[EXERCISES TO COMPLETE]
[1] Answer these from the office space text, one line each:
(a) How much space and money per year does Jeff Hoerster expect the shared work station arrangement to save?
(b) At what time do the Tanks come in to the Michelangelo's Pizza kitchen, and when do they finish?
(c) About how many square feet does Anderson's med-tech client need?
[2] Resume the office space text after its final sentence and carry it on in the same style.

START GIVEN TEXT

She also recommends negotiating an “out” in every lease, such as the ability to get out of the lease in year three, with a six-month rent penalty, for example.

Business owners recommend holding out as long as possible before adding space, because it’s expensive, even if that means employees are squished for a time.

Just don’t wait too long, because employees can and will get crabby (and unproductive) if they’re too crowded for months on end.

No. 5. Be creative.
The president and chief operating officer of AllRegs, Jeff Hoerster, just signed a lease in Eagan where employees will share work stations, and come to the office to use them on alternating schedules.

One department might come in Mondays and Tuesdays, for example, and another Thursdays and Fridays, and the rest of the time they’ll work at home offices.

He figures the arrangement will save him about 2,000 square feet, or about $28,000 a year. Plus, the flexible arrangement is an attraction for employees who wouldn’t otherwise want to commute to Eagan every day.

The owners of Tank Goodness in Minneapolis, Anne and Dennis Tank, searched for about six months for a commercial kitchen to bake their chocolate chip cookies, which they deliver warm to customers.

They finally called the owner of Michelangelo’s Pizza, which opens at 4 p.m. and closes in late evening. The Tanks come in at about 4 a.m. and wrap up by late morning.

It’s more work than having your own space, says Anne Tank, because they have to keep all their equipment in the basement on carts and move it in and out of the space each day. But the cost is much more reasonable and the space gets used almost around the clock rather than sitting empty for hours.

A med-tech company, a client of Anderson’s, wants to upgrade to Class A space to improve his company’s image, and needs about 4,000 square feet. Anderson points out that he might be better off buying a building, taking part of it for his own company and leasing out the rest.

She says she knows many husband-and-wife teams who will buy a building for their own investment purposes and lease it back to the company.

Many other examples exist: People who trade products or services for their real estate space; people who use space in their homes for office work; people who buy condos with work spaces on the bottom and living spaces on top; people who occupy buildings with common conference spaces and receptionists, thus sharing such expenses.

END GIVEN TEXT
START DATA

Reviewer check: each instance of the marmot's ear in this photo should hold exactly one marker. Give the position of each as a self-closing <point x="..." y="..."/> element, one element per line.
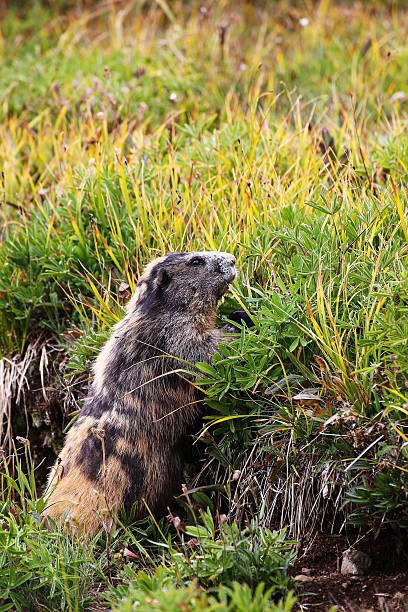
<point x="163" y="279"/>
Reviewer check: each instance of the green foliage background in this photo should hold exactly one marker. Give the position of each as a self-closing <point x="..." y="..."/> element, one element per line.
<point x="275" y="132"/>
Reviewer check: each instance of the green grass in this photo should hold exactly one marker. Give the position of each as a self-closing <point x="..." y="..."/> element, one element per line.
<point x="126" y="132"/>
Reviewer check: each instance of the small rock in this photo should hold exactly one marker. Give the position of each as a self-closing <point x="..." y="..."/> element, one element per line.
<point x="355" y="562"/>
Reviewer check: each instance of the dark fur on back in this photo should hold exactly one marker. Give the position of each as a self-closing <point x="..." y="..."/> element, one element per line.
<point x="129" y="440"/>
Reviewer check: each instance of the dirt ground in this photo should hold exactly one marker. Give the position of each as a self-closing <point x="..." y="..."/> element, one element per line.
<point x="384" y="587"/>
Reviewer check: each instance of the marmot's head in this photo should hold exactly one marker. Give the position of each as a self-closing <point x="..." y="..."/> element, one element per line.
<point x="184" y="282"/>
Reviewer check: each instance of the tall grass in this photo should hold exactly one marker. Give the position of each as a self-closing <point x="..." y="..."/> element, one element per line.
<point x="276" y="134"/>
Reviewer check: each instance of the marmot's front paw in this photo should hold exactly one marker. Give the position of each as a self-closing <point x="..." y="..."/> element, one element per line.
<point x="242" y="317"/>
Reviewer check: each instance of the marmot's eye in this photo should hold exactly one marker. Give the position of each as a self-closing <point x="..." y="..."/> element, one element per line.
<point x="197" y="261"/>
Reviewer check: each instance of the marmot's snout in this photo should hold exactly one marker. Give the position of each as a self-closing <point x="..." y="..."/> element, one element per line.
<point x="225" y="264"/>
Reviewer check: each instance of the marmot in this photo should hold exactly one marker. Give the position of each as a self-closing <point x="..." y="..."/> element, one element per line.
<point x="129" y="440"/>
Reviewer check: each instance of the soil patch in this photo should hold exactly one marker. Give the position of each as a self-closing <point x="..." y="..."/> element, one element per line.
<point x="383" y="588"/>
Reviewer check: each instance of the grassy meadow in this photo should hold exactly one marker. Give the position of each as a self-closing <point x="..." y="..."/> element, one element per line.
<point x="272" y="130"/>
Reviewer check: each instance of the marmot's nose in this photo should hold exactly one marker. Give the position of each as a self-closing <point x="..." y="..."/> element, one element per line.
<point x="225" y="263"/>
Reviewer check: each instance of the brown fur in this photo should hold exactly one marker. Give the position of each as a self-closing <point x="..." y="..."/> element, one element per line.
<point x="129" y="441"/>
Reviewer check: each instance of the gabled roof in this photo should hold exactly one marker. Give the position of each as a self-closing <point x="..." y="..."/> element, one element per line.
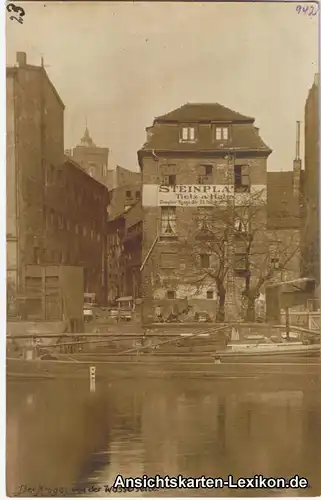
<point x="244" y="137"/>
<point x="203" y="112"/>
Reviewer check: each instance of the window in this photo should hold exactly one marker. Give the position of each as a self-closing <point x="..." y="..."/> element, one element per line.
<point x="169" y="260"/>
<point x="52" y="218"/>
<point x="208" y="169"/>
<point x="205" y="219"/>
<point x="239" y="262"/>
<point x="203" y="179"/>
<point x="168" y="221"/>
<point x="241" y="223"/>
<point x="169" y="180"/>
<point x="275" y="263"/>
<point x="204" y="261"/>
<point x="241" y="178"/>
<point x="60" y="222"/>
<point x="221" y="133"/>
<point x="240" y="255"/>
<point x="36" y="255"/>
<point x="188" y="134"/>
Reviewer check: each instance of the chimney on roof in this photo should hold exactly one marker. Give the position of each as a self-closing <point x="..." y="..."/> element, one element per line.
<point x="21" y="59"/>
<point x="297" y="165"/>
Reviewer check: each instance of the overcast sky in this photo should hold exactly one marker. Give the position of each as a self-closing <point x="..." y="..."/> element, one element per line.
<point x="122" y="64"/>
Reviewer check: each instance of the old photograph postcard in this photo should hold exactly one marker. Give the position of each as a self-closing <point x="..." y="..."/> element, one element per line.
<point x="162" y="245"/>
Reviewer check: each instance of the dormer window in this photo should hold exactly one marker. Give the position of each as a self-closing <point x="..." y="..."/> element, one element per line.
<point x="188" y="134"/>
<point x="221" y="133"/>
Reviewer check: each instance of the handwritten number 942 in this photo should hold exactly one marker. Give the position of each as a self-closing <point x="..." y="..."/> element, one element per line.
<point x="309" y="10"/>
<point x="11" y="7"/>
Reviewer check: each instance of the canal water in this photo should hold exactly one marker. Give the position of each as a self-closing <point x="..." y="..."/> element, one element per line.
<point x="59" y="435"/>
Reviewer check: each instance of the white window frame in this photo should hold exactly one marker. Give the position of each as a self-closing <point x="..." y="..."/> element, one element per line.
<point x="188" y="134"/>
<point x="168" y="218"/>
<point x="221" y="133"/>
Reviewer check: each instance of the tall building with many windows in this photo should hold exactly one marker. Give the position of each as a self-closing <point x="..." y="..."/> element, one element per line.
<point x="311" y="227"/>
<point x="199" y="162"/>
<point x="56" y="212"/>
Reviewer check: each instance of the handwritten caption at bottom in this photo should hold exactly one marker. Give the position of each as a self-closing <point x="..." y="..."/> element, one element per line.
<point x="44" y="491"/>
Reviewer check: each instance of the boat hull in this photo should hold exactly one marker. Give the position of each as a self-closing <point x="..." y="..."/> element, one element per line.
<point x="153" y="366"/>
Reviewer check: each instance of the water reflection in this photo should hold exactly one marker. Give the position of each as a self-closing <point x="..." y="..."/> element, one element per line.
<point x="60" y="434"/>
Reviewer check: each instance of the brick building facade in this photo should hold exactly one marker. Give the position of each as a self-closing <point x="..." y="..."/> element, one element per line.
<point x="197" y="159"/>
<point x="56" y="213"/>
<point x="311" y="187"/>
<point x="124" y="234"/>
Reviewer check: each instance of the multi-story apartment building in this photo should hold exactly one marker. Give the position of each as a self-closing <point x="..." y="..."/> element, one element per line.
<point x="125" y="190"/>
<point x="124" y="233"/>
<point x="56" y="213"/>
<point x="284" y="211"/>
<point x="197" y="160"/>
<point x="311" y="196"/>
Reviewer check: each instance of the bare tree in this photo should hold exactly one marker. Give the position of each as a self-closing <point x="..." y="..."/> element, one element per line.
<point x="236" y="240"/>
<point x="209" y="252"/>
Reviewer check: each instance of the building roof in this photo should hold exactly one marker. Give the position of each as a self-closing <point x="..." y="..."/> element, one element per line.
<point x="203" y="112"/>
<point x="244" y="137"/>
<point x="282" y="207"/>
<point x="86" y="141"/>
<point x="14" y="70"/>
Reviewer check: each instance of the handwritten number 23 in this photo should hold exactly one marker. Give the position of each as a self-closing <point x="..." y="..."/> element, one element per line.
<point x="18" y="10"/>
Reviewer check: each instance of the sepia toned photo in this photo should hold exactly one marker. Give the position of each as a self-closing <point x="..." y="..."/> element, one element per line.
<point x="162" y="249"/>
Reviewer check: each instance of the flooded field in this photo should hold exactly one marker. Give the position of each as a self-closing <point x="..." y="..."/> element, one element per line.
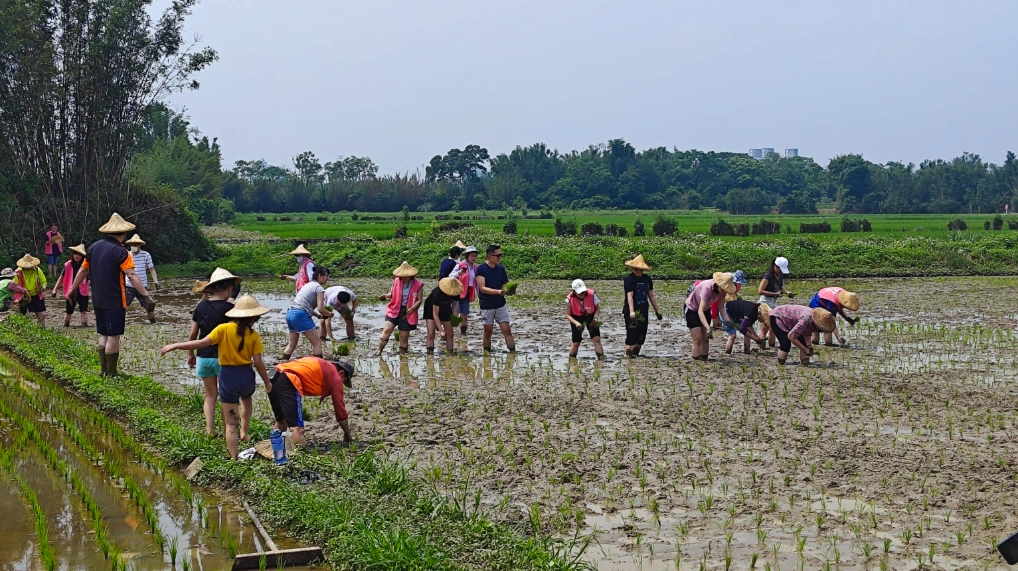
<point x="895" y="453"/>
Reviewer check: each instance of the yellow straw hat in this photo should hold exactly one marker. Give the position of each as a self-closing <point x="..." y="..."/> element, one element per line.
<point x="116" y="225"/>
<point x="405" y="271"/>
<point x="638" y="263"/>
<point x="246" y="306"/>
<point x="848" y="300"/>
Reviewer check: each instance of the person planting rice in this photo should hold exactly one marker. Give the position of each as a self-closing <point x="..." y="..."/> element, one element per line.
<point x="239" y="348"/>
<point x="438" y="311"/>
<point x="306" y="271"/>
<point x="210" y="313"/>
<point x="697" y="310"/>
<point x="106" y="264"/>
<point x="582" y="308"/>
<point x="772" y="287"/>
<point x="492" y="279"/>
<point x="308" y="377"/>
<point x="835" y="300"/>
<point x="308" y="302"/>
<point x="339" y="299"/>
<point x="404" y="300"/>
<point x="638" y="298"/>
<point x="62" y="287"/>
<point x="794" y="325"/>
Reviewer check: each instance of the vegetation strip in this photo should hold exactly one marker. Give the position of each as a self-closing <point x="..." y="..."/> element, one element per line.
<point x="365" y="511"/>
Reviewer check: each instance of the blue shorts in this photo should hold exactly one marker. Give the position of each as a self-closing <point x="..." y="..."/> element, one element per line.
<point x="207" y="366"/>
<point x="298" y="321"/>
<point x="235" y="382"/>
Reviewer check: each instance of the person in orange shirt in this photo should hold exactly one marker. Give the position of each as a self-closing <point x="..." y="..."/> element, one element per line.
<point x="309" y="377"/>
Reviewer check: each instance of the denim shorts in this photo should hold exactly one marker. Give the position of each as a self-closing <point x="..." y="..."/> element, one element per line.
<point x="298" y="321"/>
<point x="207" y="366"/>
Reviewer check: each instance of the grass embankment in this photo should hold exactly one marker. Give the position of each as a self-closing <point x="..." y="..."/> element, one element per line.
<point x="366" y="512"/>
<point x="684" y="257"/>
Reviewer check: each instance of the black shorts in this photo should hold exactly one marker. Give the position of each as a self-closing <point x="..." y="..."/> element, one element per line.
<point x="692" y="318"/>
<point x="81" y="302"/>
<point x="591" y="327"/>
<point x="784" y="343"/>
<point x="110" y="323"/>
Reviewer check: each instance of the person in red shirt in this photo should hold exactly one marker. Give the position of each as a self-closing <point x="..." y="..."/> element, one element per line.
<point x="309" y="377"/>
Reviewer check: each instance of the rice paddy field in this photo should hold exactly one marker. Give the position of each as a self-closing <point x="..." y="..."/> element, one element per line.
<point x="897" y="452"/>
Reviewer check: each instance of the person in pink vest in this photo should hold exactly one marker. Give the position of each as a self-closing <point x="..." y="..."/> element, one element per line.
<point x="404" y="300"/>
<point x="582" y="307"/>
<point x="835" y="300"/>
<point x="306" y="271"/>
<point x="62" y="287"/>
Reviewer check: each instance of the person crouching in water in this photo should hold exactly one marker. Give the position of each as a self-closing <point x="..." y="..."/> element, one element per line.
<point x="697" y="310"/>
<point x="794" y="325"/>
<point x="836" y="300"/>
<point x="239" y="349"/>
<point x="309" y="377"/>
<point x="582" y="308"/>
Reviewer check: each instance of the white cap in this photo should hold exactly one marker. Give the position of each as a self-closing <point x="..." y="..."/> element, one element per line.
<point x="782" y="264"/>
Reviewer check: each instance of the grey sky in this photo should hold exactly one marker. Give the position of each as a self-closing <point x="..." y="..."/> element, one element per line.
<point x="401" y="81"/>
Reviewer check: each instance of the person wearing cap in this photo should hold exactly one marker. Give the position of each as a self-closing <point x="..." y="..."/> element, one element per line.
<point x="143" y="267"/>
<point x="210" y="313"/>
<point x="465" y="272"/>
<point x="342" y="300"/>
<point x="438" y="311"/>
<point x="835" y="300"/>
<point x="492" y="279"/>
<point x="772" y="287"/>
<point x="697" y="310"/>
<point x="404" y="300"/>
<point x="308" y="303"/>
<point x="309" y="377"/>
<point x="582" y="307"/>
<point x="106" y="265"/>
<point x="239" y="348"/>
<point x="62" y="287"/>
<point x="794" y="325"/>
<point x="306" y="271"/>
<point x="638" y="288"/>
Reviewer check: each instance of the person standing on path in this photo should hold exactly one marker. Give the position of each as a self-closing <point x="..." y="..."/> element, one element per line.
<point x="143" y="267"/>
<point x="62" y="287"/>
<point x="106" y="264"/>
<point x="491" y="278"/>
<point x="638" y="289"/>
<point x="582" y="308"/>
<point x="306" y="271"/>
<point x="404" y="300"/>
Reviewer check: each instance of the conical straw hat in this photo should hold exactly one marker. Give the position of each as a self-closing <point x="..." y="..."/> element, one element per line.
<point x="27" y="262"/>
<point x="405" y="271"/>
<point x="116" y="225"/>
<point x="246" y="306"/>
<point x="451" y="286"/>
<point x="638" y="263"/>
<point x="848" y="300"/>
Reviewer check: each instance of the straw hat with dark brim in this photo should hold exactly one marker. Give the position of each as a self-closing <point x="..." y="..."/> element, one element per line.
<point x="824" y="320"/>
<point x="246" y="306"/>
<point x="300" y="250"/>
<point x="27" y="262"/>
<point x="451" y="286"/>
<point x="638" y="263"/>
<point x="405" y="271"/>
<point x="725" y="282"/>
<point x="116" y="225"/>
<point x="848" y="300"/>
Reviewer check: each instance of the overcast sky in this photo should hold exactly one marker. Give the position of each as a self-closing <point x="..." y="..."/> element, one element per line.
<point x="401" y="81"/>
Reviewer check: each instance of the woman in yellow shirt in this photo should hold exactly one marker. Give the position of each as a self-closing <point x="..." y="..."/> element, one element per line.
<point x="239" y="347"/>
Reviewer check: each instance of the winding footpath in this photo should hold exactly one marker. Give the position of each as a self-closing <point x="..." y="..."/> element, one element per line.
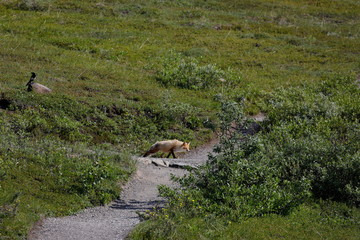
<point x="117" y="219"/>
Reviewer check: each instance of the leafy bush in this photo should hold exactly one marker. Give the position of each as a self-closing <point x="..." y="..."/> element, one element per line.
<point x="312" y="134"/>
<point x="233" y="183"/>
<point x="307" y="148"/>
<point x="187" y="73"/>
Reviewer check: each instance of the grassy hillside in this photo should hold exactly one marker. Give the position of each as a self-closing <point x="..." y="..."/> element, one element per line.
<point x="127" y="73"/>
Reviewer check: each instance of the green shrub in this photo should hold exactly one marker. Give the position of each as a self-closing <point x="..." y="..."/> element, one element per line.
<point x="189" y="74"/>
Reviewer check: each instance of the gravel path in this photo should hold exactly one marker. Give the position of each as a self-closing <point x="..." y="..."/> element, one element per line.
<point x="116" y="220"/>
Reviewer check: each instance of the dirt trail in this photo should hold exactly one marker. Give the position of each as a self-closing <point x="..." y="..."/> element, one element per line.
<point x="116" y="220"/>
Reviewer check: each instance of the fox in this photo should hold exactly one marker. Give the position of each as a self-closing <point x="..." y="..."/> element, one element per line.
<point x="168" y="146"/>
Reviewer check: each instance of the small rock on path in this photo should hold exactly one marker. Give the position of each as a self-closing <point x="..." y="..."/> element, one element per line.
<point x="117" y="219"/>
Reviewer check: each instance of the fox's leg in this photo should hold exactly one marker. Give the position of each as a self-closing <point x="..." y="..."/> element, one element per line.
<point x="151" y="151"/>
<point x="146" y="154"/>
<point x="172" y="152"/>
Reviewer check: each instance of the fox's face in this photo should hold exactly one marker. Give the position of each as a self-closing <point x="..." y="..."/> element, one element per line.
<point x="186" y="146"/>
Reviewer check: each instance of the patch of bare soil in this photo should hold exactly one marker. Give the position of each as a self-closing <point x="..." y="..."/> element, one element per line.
<point x="116" y="220"/>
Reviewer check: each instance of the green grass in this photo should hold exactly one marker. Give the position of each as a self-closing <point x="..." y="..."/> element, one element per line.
<point x="309" y="221"/>
<point x="103" y="61"/>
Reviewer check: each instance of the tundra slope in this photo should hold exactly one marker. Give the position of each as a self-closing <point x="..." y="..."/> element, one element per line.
<point x="117" y="219"/>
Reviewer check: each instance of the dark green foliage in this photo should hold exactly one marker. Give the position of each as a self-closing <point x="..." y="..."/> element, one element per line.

END DATA

[SET OF ANSWERS]
[1]
(a) About 2,000 square feet, or about $28,000 a year.
(b) They come in at about 4 a.m. and wrap up by late morning.
(c) About 4,000 square feet.

[2]
Such ideas can be especially smart during times of uncertainty.

No. 6: Respect the math.
Whenever Anderson of Square Feat scouts for options for clients, she prepares a spreadsheet for them comparing all the pertinent costs and features for the life of the leases.

She includes items such as the base rent, the common area maintenance costs, a 3 percent increase in those costs each year, the total over the lease term and the average cost per square foot.

“It’s really a shocker for them, because even a small business will pay out $500,000 to $700,000 over seven years.”

It’s important to do the math on real estate options for a practical reason: to compare costs. It's also important to realize how expensive space is. For most companies, space is the second-biggest expense after employees.

Anderson suggests it’s a small-business owner’s responsibility to aggressively manage the expense. “The best thing you can do is, go to the landlord and say, ‘I like you, but it’s my obligation to look at the market value. It’s just part of my job.’ ”

No. 7: Be willing to move.
It’s miserable to move, anyone who’s done it will agree. But if you don’t consider it as an option, you’re eliminating one of your best negotiating tools.

“If you’re a good credit they’re always going to come back and do what they can to keep you,” Anderson says about landlords.

Woolsey at Colliers Turley agrees. One of his downtown Minneapolis tenants needed lower rent because business had declined, but wanted to stay in the building. The landlord wouldn’t move on price. Woolsey went to two other buildings, which began competing for the new tenant, and the original landlord moved nicely, offering six months free rent.

A client of Anderson’s had been in the same location for a couple of decades, and did not want to move. Anderson got a new lease at a new location that saved the tenant thousands of dollars. “Don’t be lazy,” Anderson says.

No. 8: Don’t get emotionally attached.
Just as they do with houses, people get emotionally attached to office spaces they see. Real estate experts say it’s best to remain cool. Have two to three options that will work just fine.

And don’t be lured by incentives or amenities, if the location or the terms aren’t going to be best for your business.

Dana Olson is president of Ecodev, a Bloomington company that helps clients find sites around North America to expand. Those deals always include incentives from economic development agencies.

But he counsels to focus on the business needs first: where your labor is coming from, or whether you need to be near suppliers and vendors. Otherwise the incentives are too quickly gone and you’re left with an unworkable location.

No. 9: It’s not just four walls and a floor.
Your office space conveys a lot about your company: Is this a place where employees you want to attract want to be? Is this a place where customers can easily visit? What will they think when they walk into your space?

Kluesner, of Gannett Peak Partners, says those are the types of issues that smart business owners consider when they look for space. “What I see more and more is tenants looking at those components,” he says.

No. 10: Don’t do it yourself.
Scouting real estate takes a lot of time. Negotiating leases does, too. Find someone who knows the market, knows your type of company, knows the landlords, knows how to figure out your business interests.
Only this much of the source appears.